Aim of the task> Retype the lines from the one containing "black batting glove" up to and including the one containing "point(449, 779)", keeping every character unchanged.

[Pointing records]
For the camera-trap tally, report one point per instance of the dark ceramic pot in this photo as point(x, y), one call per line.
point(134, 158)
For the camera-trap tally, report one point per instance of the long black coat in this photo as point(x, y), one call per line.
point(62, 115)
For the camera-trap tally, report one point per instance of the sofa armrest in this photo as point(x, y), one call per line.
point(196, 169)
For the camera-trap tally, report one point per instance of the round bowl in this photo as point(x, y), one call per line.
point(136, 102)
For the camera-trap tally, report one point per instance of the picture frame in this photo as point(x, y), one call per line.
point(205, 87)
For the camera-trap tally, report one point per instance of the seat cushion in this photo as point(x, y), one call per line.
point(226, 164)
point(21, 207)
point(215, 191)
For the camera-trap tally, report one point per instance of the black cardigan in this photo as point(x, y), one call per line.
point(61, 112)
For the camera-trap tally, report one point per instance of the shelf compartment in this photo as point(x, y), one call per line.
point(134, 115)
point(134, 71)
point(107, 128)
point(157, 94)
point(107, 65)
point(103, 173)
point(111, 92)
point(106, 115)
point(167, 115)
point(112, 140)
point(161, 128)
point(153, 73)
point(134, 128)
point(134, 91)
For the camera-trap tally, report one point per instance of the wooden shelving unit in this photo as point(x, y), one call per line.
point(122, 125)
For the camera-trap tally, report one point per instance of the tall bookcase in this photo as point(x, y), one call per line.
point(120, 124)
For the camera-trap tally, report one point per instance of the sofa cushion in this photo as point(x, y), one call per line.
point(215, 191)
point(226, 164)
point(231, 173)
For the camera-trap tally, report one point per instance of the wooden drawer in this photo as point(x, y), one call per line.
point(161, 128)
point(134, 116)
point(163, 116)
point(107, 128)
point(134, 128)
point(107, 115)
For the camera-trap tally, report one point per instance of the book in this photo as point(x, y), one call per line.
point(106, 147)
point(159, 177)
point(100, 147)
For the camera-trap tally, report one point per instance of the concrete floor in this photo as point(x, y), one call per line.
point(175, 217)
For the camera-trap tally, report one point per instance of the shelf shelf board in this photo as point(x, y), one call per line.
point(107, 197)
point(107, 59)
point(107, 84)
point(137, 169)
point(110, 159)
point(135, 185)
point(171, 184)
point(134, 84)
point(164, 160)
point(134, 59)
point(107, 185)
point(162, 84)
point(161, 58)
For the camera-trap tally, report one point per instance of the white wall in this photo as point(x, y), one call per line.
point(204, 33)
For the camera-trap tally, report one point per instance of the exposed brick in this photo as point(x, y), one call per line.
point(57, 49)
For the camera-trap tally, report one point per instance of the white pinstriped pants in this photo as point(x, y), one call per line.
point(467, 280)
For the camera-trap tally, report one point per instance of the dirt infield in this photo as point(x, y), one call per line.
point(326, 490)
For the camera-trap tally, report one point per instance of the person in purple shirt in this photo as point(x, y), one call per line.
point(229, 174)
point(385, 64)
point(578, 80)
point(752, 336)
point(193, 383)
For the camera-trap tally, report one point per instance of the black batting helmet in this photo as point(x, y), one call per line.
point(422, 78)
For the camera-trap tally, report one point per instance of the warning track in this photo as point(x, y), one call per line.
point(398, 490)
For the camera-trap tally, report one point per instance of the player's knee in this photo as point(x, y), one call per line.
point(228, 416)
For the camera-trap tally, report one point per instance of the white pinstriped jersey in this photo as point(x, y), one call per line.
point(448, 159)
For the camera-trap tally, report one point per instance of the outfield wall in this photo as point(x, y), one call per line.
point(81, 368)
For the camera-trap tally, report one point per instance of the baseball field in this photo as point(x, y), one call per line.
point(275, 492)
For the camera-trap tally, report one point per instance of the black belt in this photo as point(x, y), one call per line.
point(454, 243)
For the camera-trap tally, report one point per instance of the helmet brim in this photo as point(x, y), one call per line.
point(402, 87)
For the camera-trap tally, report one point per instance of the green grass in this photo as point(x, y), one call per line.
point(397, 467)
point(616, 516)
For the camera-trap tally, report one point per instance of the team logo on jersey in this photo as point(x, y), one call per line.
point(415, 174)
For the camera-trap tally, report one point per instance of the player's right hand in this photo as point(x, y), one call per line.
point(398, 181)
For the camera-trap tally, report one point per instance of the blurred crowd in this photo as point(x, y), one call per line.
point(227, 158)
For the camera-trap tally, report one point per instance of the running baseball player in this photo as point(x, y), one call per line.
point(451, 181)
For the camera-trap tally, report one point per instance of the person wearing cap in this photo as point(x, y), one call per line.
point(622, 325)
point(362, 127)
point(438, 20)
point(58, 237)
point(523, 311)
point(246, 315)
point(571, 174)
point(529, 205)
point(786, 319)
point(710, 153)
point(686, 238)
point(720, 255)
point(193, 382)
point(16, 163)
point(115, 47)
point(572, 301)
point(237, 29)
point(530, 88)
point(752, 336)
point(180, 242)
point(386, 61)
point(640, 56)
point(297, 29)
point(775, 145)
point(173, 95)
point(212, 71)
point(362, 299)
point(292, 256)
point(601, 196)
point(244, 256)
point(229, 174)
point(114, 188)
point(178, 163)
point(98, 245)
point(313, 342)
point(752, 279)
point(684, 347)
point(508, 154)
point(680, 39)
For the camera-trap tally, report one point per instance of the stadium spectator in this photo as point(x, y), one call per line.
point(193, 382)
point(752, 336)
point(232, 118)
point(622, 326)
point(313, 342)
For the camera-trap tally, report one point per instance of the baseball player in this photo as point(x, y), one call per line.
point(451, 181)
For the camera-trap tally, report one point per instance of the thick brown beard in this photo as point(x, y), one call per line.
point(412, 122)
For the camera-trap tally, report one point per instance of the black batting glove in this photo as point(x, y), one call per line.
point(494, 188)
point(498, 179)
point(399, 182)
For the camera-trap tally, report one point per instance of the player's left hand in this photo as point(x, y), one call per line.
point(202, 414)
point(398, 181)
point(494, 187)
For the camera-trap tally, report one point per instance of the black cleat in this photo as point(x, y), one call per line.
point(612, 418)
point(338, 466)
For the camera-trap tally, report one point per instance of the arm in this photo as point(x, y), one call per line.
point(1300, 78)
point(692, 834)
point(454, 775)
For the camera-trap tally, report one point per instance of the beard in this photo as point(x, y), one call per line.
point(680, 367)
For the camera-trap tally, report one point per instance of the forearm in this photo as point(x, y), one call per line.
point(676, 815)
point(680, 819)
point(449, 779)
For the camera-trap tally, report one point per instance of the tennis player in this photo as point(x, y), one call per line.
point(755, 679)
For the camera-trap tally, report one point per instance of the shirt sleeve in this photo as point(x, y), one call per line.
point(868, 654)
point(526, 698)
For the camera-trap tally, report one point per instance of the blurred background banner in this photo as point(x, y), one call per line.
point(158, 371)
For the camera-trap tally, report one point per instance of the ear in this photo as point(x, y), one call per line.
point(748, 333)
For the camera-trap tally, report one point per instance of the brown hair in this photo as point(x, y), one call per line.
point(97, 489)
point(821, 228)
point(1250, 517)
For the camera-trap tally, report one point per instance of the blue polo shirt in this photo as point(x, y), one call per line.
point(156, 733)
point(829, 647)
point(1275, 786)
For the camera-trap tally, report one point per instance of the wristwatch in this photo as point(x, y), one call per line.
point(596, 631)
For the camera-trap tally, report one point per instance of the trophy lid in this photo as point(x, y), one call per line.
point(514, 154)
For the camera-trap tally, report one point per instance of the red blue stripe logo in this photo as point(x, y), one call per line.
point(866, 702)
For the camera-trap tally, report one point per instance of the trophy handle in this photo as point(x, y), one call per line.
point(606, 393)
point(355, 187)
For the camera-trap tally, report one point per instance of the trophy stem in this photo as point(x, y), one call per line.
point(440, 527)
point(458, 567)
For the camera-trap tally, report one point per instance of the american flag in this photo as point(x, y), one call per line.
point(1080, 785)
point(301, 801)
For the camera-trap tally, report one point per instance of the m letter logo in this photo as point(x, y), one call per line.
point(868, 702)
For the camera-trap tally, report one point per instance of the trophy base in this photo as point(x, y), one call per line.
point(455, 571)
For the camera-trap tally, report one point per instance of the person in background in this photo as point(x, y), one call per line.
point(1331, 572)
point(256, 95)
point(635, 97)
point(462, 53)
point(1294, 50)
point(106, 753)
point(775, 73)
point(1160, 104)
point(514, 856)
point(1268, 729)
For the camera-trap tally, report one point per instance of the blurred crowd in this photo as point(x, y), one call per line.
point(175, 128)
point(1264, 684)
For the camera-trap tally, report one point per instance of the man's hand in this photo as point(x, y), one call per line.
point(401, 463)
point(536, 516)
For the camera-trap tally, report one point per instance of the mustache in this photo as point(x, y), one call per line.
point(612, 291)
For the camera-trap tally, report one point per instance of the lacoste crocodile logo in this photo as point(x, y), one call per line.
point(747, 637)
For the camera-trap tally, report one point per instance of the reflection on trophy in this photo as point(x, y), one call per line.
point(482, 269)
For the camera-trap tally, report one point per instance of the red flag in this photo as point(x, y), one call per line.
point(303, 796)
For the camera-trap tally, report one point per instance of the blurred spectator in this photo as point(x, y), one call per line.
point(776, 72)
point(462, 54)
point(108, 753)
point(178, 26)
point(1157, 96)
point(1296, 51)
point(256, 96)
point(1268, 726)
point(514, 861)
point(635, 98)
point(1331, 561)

The solution>
For the camera-trap tally, report one point per instance of the black batting glove in this photo as point(x, y), one call per line.
point(494, 188)
point(498, 179)
point(399, 182)
For the camera-trap tally, report one point per instance of the player's left hand in this photo as point(x, y), one call per line.
point(202, 414)
point(398, 181)
point(494, 187)
For the camera-trap tally, report one point per instance of the black cleat in this photo as point(x, y), one call per line.
point(612, 418)
point(338, 466)
For the camera-trap tally, report one point per instance of the arm in this photo as point(x, y), one call per line.
point(1300, 78)
point(692, 834)
point(454, 775)
For the camera-trap tally, report one point per instance of the beard in this photo as point(x, y), one call per line.
point(680, 367)
For the camera-trap tally, report one point per instance of the forearm in this photo as point(x, y), one call per line.
point(676, 815)
point(680, 819)
point(449, 779)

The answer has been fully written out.